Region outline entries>
--
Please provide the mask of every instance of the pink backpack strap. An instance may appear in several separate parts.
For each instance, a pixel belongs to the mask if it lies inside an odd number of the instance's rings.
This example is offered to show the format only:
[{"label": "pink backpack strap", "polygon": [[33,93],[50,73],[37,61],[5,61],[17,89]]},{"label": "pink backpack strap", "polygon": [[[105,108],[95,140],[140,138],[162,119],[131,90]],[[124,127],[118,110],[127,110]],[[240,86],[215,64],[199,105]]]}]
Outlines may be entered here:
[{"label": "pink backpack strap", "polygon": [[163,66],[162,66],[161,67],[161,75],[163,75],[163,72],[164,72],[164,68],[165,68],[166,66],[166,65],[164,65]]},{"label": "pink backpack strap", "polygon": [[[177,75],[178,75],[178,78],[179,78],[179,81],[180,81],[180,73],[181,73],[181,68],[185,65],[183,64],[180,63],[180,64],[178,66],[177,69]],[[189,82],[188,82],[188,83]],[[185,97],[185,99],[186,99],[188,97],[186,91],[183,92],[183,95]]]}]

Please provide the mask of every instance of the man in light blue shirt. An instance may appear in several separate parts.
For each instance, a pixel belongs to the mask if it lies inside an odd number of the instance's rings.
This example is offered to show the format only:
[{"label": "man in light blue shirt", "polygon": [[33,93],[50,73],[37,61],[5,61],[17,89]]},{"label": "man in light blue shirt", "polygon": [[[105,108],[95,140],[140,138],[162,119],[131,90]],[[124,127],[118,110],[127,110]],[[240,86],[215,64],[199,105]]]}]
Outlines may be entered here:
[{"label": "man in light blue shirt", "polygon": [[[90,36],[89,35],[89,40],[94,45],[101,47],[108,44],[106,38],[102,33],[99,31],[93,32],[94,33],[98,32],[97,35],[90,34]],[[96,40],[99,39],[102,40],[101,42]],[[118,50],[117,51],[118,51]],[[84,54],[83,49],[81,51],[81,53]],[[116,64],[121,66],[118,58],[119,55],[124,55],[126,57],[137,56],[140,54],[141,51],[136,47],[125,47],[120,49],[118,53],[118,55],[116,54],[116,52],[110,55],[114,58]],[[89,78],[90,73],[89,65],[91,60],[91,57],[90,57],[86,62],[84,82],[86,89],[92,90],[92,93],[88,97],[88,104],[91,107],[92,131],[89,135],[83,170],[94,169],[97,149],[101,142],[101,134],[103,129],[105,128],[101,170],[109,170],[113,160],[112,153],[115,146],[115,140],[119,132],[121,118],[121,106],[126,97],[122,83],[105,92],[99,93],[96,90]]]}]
--
Aim of the task> Please copy the material word for word, from the line containing "Please provide the mask of every instance of the man" through the end of the material.

Task output>
Please provide the mask of every instance of the man in light blue shirt. An instance may appear in several separate parts.
For each instance, a pixel belongs to the mask if it lies inside an odd number of the instance's rings.
This example is offered to show the format only:
[{"label": "man in light blue shirt", "polygon": [[33,93],[50,73],[37,61],[5,61],[17,89]]},{"label": "man in light blue shirt", "polygon": [[[105,108],[95,140],[140,138],[162,119],[131,90]],[[124,127],[118,110],[127,110]],[[240,86],[215,64],[199,105]]]}]
Outlines may be entered here:
[{"label": "man in light blue shirt", "polygon": [[[90,36],[89,35],[89,40],[94,45],[101,47],[108,44],[106,38],[102,33],[99,31],[93,32],[94,33],[98,32],[97,35],[90,34]],[[96,40],[99,39],[102,40],[101,42]],[[118,50],[117,51],[118,51]],[[84,54],[83,49],[81,51],[81,53]],[[116,64],[121,66],[118,58],[119,55],[124,55],[126,57],[137,56],[140,54],[141,51],[136,47],[125,47],[120,49],[118,53],[118,55],[116,54],[116,52],[110,55],[114,58]],[[89,78],[90,73],[89,65],[91,60],[91,57],[90,57],[86,62],[84,82],[86,89],[92,90],[92,93],[88,97],[88,104],[91,107],[92,131],[89,135],[83,170],[94,169],[97,149],[101,142],[101,134],[103,129],[105,128],[101,170],[109,170],[113,160],[112,153],[115,146],[115,140],[119,132],[121,118],[121,106],[126,97],[122,83],[105,92],[99,93],[96,90]]]}]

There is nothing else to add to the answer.